--- Consigne A ---
D'après le texte sur le mouvement des petites particules, pourquoi les corps trop gros ne bougent-ils pas ?
--- Consigne B ---
Poursuivez le texte sur le mouvement des petites particules à partir de sa dernière phrase.

--- Extrait du texte ---
★ ★ ★ ★

M. Gouy eut l’idée d’y regarder de plus près et il vit, ou crut voir, que cette explication est insoutenable, que les mouvements deviennent d’autant plus vifs que les particules sont plus petites, mais qu’ils ne sont pas influencés par le mode d’éclairage. Si alors ces mouvements ne cessent pas, ou plutôt renaissent sans cesse, sans rien emprunter à une source extérieure d’énergie ; que devons-nous croire ? Nous ne devons pas, sans doute, renoncer pour cela à la conservation de l’énergie, mais nous voyons sous nos yeux tantôt le mouvement se transformer en chaleur par le frottement, tantôt la chaleur se changer inversement en mouvement, et cela sans que rien ne se perde, puisque le mouvement dure toujours. C’est le contraire du principe de Carnot. S’il en est ainsi, pour voir le monde revenir en arrière, nous n’avons plus besoin de l’œil infiniment subtil du démon de Maxwell, notre microscope nous suffit. Les corps trop gros, ceux qui ont, par exemple, un dixième de millimètre, sont heurtés de tous les côtés par les atomes en mouvement, mais ils ne bougent pas parce que ces chocs sont très nombreux et que la loi du hasard veut qu’ils se compensent ; mais les particules plus petites reçoivent trop peu de chocs pour que cette compensation se fasse à coup sûr et sont incessamment ballottées. Et voilà déjà l’un de nos principes en péril.

★ ★ ★ ★

--- Extrait de données ---

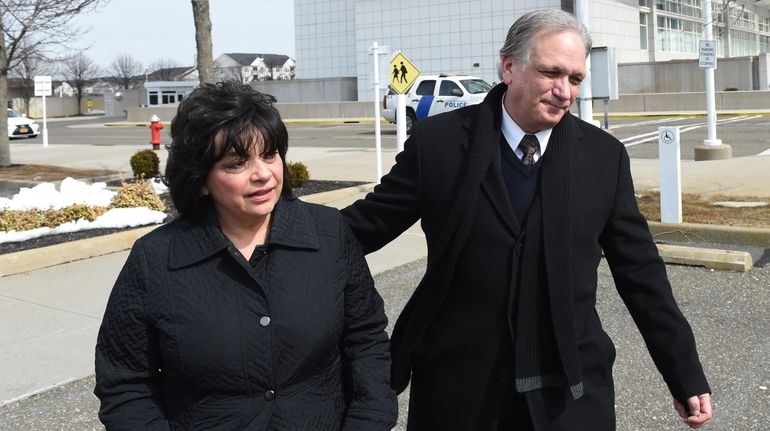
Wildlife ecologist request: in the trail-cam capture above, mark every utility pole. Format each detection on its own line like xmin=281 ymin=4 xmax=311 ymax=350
xmin=693 ymin=0 xmax=732 ymax=161
xmin=575 ymin=0 xmax=601 ymax=126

★ ★ ★ ★

--- Réponse A ---
Les chocs des atomes qu'ils reçoivent sont très nombreux, et la loi du hasard veut qu'ils se compensent.

--- Réponse B ---
Le principe de relativité. — Venons au principe de relativité ; celui-là non seulement est confirmé par l’expérience quotidienne, non seulement il est une conséquence nécessaire de l’hypothèse des forces centrales, mais il s’impose à notre bon sens d’une façon irrésistible ; et pourtant lui aussi est battu en brèche. Supposons deux corps électrisés ; bien qu’ils nous semblent en repos, ils sont l’un et l’autre entraînés par le mouvement de la Terre ; une charge électrique en mouvement, Rowland nous l’a appris, équivaut à un courant ; ces deux corps chargés équivaudront donc à deux courants parallèles et de même sens et ces deux courants devront s’attirer. En mesurant cette attraction, nous mesurerons la vitesse de la Terre ; non pas sa vitesse par rapport au Soleil ou aux Étoiles fixes, mais sa vitesse absolue.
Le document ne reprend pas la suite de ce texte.